- **WHAT TO DO**
[A] Copy the passage on test quality between "From 100 people that" and "identified (False negative)", inclusive.
[B] Using the passage on test quality, decide whether each statement agrees with it. Answer yes or no, and quote the words that settle it.
(i) Accuracy is presented as a reasonable metric for imbalanced problems.
(ii) In the example of 100 tested people, 3 had the virus but were not identified.
(iii) Typically there will not be more than 1 terrorist for every 1,000 people in an airport.
[C] In the passage on test quality, what precision does the example of 100 tested people give?

- **EXTRACT**
In data world of prediction something can often be worse than nothing. For example you create a model for stock market prediction. You feed the historic data including the current crash of 30% within a month, without telling the model about COVID. Your model will be doing significantly worse with March/April 2020 data than a model without it. For many data problems partial truth is worse that no data at all.

Assumptions about the test quality

What makes a good test? — It is a simple question with a simple answer:

  • people who have the virus get positive result
  • people who do not have it get negative result
  • the test returns the same answer if we did it again (assuming the person was not exposed between the tests)

So far so good. How to measure test quality? In the media you hear about tests with 95% accuracy. It sounds impressive, but what does it exactly mean?

95% accuracy = from 100 people who took the test, 95 got the result that matched their situation, i.e. infected got positive and not infected got negative; while 5 people got a wrong assessment.

Accuracy is a reasonable metric for balanced problems, meaning there is roughly equal number of positive and negative instances in your sample, for example “how many games will the Pirates win once Corona is over?”

On the other hand, imbalanced problems are very different. Imbalanced in this context means, high discrepancy between number of positive and negative instances. For example, if you wanted to predict who of the people in the airport is a terrorist. Typically there will not be more than 1 terrorist for every 1,000 people in the airport.

Hence, by predicting there is never a terrorist, your “algorithm” will be 99.9% accurate. Just in 1 out of a 1,000 cases you will be wrong…

Therefore, for imbalanced classification problems data scientist use precision and recall. Roughly speaking: Precision is how many of the cases that you predicted positive were actually sick. Recall is how many of the sick people could you identify.

Example:

From 100 people that were tested:

  • 8 had the virus
  • 7 got a positive test result
  • 5 had the virus and got a positive test result
  • 2 got a positive test but no Corona (False positive)
  • 3 had the virus but were not identified (False negative)
  • overall for 95 people the test gave the correct assessment

However,

  • precision = 5/7 = 71.4% (only 5 of 7 people with positive tests actually have Corona)

- **MATERIAL SHOWN**

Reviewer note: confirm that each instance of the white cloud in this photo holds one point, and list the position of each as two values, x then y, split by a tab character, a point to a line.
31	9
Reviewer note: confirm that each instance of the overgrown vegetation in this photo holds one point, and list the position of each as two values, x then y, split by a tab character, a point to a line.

...

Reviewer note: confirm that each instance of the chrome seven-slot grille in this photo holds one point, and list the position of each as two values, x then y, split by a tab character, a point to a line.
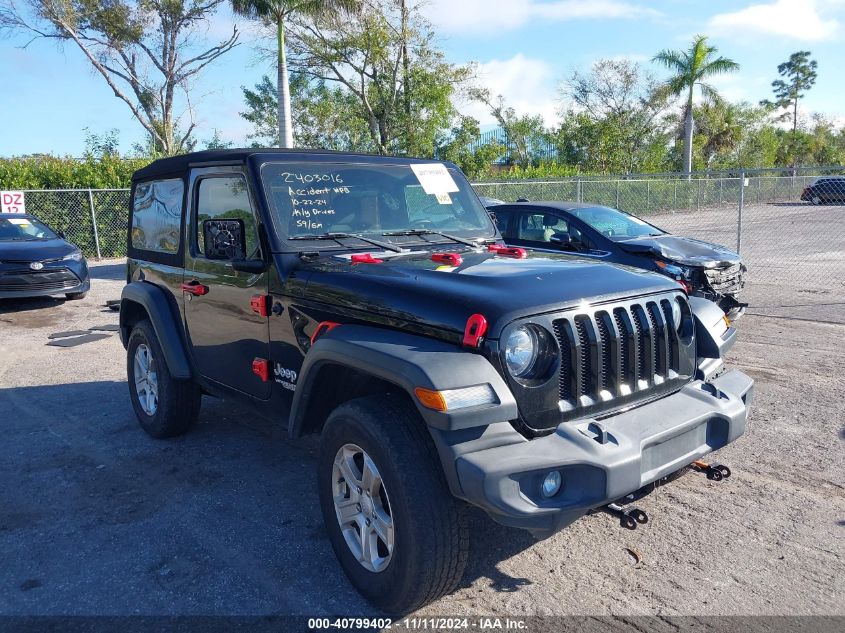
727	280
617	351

- **TASK-BY-TASK SOLUTIONS**
[A]
From 100 people that were tested:

  • 8 had the virus
  • 7 got a positive test result
  • 5 had the virus and got a positive test result
  • 2 got a positive test but no Corona (False positive)
  • 3 had the virus but were not identified (False negative)

[B]
(i) No: "Accuracy is a reasonable metric for balanced problems"
(ii) Yes: "3 had the virus but were not identified (False negative)"
(iii) Yes: "Typically there will not be more than 1 terrorist for every 1,000 people in the airport."

[C] The precision is 5/7, or 71.4%.